▸ AIM OF THE EXERCISE: Report each line of the records that contains the word "grass", copying every such line in full.

▸ TASK INPUT:
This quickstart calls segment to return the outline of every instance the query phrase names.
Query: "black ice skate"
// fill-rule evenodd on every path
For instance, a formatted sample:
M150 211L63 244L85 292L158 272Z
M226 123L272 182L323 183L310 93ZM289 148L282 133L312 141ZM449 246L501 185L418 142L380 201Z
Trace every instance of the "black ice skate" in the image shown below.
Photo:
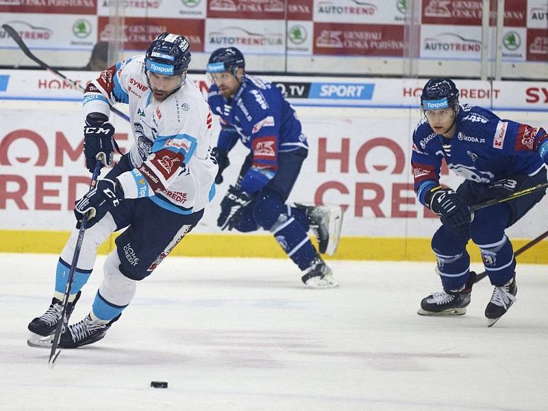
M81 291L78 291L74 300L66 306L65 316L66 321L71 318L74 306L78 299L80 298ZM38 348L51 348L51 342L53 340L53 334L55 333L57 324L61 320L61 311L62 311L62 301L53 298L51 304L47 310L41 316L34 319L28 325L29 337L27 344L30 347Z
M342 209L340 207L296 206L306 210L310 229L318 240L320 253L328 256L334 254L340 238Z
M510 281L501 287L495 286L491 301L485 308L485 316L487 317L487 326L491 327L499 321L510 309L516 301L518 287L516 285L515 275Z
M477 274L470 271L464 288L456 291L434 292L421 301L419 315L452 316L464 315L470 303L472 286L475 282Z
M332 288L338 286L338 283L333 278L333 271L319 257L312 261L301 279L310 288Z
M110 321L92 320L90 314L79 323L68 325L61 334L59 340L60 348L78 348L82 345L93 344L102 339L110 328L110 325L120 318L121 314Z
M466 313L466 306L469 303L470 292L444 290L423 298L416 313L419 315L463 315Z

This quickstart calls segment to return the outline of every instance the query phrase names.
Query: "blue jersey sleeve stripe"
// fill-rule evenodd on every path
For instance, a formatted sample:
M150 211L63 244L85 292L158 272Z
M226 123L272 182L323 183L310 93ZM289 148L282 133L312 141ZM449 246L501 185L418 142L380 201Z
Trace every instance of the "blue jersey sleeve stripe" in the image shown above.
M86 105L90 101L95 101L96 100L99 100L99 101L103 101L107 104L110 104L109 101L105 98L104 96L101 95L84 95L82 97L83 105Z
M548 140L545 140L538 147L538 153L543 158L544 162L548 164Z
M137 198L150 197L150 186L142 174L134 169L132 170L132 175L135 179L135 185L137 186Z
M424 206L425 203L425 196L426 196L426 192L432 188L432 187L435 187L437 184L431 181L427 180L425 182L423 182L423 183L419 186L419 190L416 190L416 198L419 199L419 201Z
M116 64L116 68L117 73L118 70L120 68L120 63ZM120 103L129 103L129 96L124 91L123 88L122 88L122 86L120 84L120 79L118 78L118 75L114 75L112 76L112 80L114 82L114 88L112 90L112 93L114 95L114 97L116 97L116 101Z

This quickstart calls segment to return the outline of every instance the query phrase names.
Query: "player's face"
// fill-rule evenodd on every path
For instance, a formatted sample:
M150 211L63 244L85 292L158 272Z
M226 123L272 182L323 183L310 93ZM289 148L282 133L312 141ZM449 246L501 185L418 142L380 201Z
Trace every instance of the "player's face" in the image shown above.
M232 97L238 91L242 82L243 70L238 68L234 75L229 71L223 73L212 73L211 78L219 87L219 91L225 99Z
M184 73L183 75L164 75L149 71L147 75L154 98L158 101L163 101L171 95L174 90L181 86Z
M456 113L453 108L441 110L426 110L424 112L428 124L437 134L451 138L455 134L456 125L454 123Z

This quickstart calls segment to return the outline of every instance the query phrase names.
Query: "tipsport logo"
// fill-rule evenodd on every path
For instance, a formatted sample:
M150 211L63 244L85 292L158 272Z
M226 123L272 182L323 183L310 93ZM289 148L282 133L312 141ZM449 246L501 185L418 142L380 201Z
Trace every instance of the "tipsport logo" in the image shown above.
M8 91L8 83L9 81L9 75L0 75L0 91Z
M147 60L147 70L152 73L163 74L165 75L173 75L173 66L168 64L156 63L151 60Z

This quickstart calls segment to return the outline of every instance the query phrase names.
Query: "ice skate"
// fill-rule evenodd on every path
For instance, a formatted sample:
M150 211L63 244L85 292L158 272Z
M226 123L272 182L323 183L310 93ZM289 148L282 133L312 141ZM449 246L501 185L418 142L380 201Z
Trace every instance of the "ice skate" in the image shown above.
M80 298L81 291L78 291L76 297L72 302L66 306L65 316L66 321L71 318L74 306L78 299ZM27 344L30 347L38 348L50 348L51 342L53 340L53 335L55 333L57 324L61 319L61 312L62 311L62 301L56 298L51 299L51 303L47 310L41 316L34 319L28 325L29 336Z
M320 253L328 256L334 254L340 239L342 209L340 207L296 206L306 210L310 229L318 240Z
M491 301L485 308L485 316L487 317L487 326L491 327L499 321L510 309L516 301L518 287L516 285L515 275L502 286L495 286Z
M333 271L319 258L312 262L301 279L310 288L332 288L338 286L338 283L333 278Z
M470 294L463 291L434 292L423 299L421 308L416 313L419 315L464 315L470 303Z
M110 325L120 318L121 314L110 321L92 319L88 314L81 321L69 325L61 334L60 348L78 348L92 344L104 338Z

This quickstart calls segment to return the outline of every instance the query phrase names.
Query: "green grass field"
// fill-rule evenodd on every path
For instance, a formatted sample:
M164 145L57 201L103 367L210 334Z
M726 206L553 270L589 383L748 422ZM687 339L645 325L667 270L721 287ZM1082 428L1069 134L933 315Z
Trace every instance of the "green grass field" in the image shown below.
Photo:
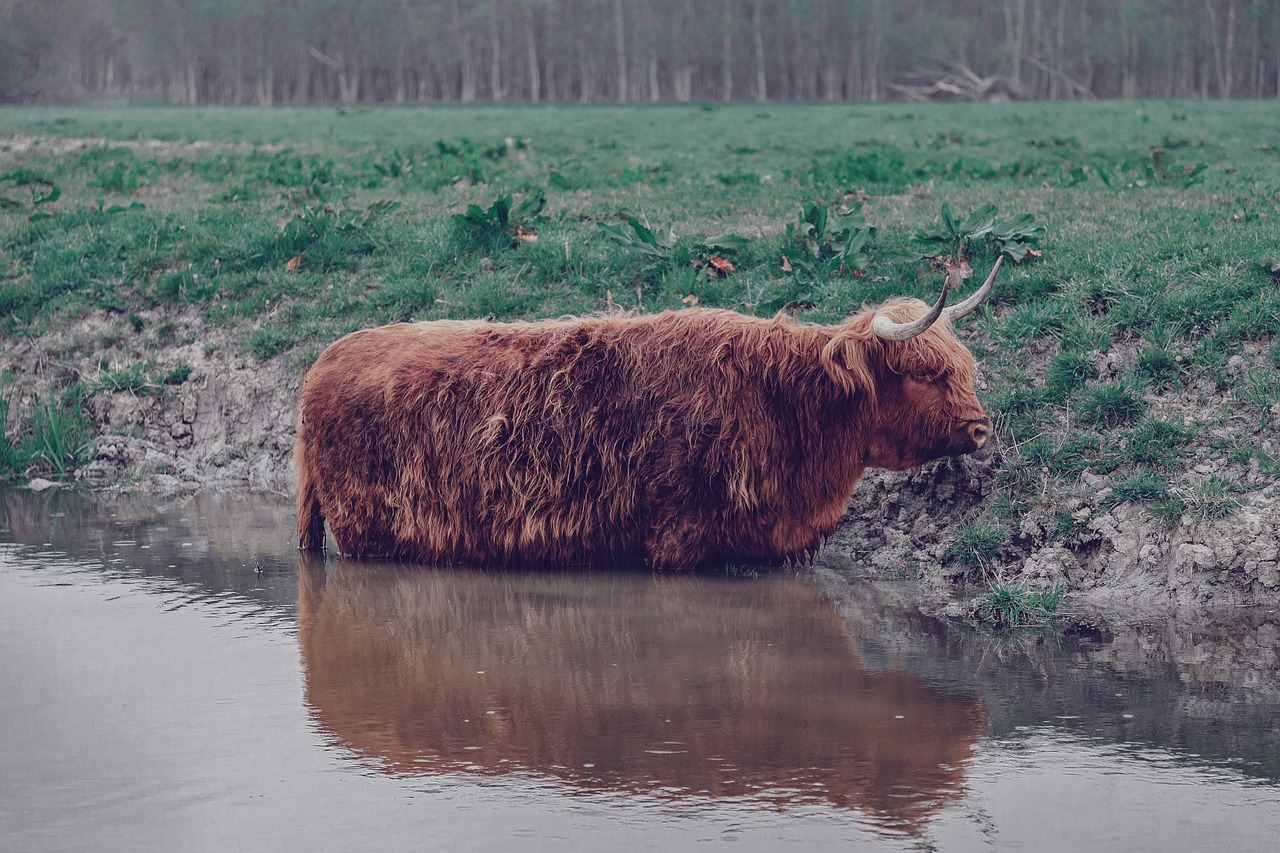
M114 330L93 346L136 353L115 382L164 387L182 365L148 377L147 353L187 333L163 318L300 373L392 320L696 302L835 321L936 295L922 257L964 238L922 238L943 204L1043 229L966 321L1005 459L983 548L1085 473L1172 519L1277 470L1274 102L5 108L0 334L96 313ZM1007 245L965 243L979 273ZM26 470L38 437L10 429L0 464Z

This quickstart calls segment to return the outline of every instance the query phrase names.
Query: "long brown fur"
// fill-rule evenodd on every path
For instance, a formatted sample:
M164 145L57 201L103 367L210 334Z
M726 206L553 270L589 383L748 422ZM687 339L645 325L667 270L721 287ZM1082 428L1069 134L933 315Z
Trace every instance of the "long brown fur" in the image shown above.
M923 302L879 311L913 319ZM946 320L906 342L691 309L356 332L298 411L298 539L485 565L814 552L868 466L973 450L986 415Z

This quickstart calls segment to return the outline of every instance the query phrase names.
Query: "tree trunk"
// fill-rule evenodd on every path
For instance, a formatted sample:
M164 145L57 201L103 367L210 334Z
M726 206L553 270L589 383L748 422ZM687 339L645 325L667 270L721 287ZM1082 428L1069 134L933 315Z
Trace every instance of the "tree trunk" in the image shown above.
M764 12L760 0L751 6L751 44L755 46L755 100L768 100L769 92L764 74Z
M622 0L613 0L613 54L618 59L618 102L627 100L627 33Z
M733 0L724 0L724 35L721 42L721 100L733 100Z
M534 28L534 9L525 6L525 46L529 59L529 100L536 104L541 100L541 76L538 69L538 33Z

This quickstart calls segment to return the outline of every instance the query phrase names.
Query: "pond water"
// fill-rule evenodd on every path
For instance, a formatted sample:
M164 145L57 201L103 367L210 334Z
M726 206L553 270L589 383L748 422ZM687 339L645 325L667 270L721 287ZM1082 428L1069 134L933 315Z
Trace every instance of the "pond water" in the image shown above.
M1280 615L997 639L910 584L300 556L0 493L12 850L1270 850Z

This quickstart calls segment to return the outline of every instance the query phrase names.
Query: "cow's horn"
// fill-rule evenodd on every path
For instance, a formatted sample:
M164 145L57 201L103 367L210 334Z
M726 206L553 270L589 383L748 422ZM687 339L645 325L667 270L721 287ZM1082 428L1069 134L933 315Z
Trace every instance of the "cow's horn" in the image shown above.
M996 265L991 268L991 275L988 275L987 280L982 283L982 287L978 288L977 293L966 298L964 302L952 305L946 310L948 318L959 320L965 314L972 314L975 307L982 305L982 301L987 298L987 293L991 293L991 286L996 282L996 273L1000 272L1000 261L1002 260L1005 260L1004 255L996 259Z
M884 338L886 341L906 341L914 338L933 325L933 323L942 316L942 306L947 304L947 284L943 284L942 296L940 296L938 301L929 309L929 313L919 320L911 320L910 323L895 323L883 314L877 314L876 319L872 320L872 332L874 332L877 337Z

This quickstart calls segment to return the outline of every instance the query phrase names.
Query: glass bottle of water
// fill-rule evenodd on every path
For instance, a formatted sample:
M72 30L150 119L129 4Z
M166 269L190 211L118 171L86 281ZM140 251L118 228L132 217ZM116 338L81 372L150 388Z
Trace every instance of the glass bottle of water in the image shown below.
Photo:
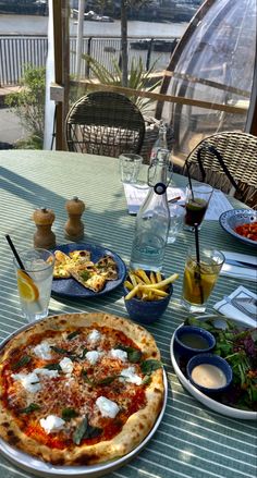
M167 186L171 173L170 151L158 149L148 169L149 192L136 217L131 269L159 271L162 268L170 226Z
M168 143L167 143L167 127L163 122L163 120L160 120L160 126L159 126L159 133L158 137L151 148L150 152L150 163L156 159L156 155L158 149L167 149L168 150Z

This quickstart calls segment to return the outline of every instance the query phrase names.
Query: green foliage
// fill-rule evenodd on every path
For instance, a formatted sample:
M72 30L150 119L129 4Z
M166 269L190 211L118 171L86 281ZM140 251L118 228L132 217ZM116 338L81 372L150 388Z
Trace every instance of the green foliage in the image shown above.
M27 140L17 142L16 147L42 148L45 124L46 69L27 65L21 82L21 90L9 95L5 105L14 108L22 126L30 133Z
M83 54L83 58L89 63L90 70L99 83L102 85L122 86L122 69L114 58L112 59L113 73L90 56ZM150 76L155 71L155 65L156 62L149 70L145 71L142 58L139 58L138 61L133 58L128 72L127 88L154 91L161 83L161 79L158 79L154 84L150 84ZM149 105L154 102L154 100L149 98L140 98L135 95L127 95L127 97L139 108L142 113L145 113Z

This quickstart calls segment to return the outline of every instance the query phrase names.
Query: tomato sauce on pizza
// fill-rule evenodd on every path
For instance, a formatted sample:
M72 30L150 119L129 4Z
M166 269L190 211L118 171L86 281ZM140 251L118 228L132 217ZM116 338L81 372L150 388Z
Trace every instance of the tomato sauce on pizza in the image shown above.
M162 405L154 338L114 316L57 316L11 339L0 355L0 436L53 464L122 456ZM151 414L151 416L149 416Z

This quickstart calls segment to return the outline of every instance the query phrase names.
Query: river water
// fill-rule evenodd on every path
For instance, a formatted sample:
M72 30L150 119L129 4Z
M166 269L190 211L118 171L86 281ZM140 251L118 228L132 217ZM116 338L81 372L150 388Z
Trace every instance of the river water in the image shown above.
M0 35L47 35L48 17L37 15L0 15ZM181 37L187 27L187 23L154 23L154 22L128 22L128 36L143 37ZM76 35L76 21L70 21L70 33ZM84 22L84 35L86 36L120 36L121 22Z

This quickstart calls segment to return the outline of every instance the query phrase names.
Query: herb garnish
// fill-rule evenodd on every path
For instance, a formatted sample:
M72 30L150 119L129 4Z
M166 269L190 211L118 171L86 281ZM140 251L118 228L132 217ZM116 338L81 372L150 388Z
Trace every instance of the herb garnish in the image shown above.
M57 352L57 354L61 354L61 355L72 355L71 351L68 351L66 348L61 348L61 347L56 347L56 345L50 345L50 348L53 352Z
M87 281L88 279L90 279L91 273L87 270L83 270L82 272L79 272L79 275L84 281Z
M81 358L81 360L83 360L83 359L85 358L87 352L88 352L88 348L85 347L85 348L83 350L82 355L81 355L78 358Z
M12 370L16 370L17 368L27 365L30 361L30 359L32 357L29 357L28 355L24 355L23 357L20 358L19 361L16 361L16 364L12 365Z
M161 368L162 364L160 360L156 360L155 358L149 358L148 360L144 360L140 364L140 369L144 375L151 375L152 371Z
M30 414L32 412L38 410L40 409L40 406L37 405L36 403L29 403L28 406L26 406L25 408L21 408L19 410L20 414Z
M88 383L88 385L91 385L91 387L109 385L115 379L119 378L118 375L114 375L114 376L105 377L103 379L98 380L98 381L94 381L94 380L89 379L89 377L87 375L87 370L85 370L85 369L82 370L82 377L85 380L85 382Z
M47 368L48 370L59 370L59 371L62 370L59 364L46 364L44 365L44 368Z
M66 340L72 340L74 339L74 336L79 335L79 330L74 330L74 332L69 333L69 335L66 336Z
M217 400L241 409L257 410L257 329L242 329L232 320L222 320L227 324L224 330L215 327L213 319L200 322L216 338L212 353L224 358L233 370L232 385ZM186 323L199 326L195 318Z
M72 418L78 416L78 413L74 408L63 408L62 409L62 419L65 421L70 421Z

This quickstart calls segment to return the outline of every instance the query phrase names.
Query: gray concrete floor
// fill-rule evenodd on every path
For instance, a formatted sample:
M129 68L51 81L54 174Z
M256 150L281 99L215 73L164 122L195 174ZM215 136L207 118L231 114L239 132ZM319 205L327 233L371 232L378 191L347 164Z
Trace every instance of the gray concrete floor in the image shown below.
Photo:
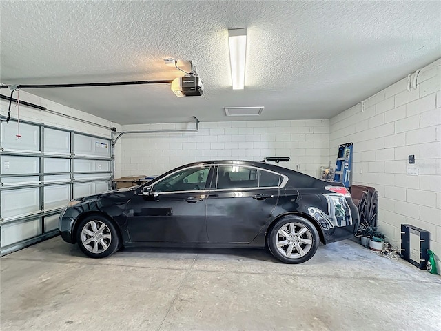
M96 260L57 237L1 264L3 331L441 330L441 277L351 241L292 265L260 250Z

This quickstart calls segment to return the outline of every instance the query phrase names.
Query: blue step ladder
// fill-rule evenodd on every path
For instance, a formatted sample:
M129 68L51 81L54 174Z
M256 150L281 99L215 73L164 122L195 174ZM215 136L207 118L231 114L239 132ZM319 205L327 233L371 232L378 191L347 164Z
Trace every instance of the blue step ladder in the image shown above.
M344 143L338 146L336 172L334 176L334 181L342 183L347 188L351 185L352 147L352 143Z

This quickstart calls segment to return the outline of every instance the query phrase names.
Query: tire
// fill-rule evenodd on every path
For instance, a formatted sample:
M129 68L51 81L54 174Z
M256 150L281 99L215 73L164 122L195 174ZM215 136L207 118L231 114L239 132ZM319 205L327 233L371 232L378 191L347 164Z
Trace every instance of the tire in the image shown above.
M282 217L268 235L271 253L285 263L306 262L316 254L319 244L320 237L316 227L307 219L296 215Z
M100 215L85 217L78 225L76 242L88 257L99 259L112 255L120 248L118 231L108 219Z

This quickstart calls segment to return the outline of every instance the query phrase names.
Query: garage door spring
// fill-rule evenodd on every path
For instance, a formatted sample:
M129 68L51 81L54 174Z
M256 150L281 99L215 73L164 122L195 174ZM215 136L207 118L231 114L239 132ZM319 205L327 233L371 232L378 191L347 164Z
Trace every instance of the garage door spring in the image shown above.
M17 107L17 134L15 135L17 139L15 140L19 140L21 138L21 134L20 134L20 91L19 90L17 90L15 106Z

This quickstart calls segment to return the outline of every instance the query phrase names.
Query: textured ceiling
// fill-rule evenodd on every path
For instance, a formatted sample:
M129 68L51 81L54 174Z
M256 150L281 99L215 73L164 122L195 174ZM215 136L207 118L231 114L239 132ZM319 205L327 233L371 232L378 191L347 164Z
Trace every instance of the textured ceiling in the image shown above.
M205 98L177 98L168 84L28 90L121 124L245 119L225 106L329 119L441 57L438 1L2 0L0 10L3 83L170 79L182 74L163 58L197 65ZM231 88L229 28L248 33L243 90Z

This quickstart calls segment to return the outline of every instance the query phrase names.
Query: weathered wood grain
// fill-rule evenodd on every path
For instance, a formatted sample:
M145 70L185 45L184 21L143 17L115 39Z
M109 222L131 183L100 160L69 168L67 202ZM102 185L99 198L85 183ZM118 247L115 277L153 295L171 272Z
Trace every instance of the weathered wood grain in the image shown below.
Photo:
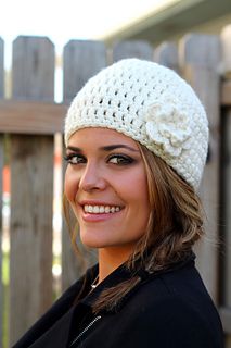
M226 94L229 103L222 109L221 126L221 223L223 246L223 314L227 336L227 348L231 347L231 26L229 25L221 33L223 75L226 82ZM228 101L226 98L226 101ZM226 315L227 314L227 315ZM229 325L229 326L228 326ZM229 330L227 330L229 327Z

▸ RIGHT ANSWER:
Query: "green grass field"
Trace every instance of the "green grass field" in the image shown below.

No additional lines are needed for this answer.